═══ Data for the task
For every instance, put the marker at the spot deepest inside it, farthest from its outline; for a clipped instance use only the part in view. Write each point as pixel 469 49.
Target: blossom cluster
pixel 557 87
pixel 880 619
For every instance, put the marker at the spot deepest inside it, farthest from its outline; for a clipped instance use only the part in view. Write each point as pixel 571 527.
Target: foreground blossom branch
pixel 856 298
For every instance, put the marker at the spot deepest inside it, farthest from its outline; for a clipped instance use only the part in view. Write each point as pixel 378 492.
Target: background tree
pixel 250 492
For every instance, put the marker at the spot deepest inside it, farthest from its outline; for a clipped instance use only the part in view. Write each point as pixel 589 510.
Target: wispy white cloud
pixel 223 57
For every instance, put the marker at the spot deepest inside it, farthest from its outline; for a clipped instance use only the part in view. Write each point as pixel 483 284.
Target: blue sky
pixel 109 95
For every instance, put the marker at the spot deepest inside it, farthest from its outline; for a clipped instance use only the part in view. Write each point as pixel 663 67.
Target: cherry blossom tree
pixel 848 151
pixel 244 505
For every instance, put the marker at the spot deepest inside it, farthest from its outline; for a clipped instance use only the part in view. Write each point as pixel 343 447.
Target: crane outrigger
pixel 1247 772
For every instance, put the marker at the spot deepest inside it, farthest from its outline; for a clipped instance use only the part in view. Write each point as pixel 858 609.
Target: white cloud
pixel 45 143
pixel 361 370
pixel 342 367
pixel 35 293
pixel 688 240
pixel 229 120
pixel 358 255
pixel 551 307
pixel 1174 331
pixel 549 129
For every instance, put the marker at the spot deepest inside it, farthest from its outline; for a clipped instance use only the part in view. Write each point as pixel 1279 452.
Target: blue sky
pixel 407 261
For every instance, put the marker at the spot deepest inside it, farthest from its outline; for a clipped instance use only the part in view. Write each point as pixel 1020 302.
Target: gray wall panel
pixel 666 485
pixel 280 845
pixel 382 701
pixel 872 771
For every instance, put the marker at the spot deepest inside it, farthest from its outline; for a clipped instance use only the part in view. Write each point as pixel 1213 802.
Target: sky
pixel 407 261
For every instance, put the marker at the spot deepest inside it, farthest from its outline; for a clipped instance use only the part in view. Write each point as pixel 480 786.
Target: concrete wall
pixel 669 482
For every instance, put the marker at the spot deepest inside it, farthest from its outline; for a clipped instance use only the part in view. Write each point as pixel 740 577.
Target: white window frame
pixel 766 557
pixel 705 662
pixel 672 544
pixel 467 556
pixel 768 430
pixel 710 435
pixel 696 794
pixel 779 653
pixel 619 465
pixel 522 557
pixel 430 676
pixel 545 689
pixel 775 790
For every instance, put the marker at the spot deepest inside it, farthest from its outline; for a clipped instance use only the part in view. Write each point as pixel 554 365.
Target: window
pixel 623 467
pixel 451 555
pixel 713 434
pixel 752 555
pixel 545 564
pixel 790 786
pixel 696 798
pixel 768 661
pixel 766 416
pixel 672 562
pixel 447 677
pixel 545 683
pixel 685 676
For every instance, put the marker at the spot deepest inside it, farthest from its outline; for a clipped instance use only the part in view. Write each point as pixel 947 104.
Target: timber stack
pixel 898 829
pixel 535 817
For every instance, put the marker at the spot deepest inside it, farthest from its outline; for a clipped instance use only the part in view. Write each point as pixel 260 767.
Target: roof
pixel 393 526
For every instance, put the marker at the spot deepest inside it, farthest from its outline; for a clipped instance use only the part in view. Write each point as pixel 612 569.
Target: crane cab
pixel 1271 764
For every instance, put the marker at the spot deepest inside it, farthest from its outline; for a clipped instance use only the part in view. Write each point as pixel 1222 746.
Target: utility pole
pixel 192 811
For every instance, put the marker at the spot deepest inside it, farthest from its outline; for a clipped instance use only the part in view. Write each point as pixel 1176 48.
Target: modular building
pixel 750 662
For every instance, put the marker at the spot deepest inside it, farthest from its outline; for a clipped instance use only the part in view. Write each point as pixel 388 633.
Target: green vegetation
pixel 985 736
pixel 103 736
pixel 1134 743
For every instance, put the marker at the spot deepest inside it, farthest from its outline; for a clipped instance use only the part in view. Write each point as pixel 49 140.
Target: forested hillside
══════
**Prompt:** Put the lines of the material above, from the line containing "pixel 483 284." through the line containing "pixel 244 505", into a JSON list of strings, one string per line with blank lines left out.

**Response:**
[
  "For every instance, put the marker at the spot deepest inside it, farthest from its outline; for a clipped instance use only the part in view. Write each point as pixel 483 284.",
  "Target: blue sky",
  "pixel 109 95",
  "For every instance, put the marker at the spot deepest inside it, farthest from its outline; for a clipped instance use only the part in view. Write each point as pixel 663 67.",
  "Target: cherry blossom tree",
  "pixel 848 151",
  "pixel 244 505"
]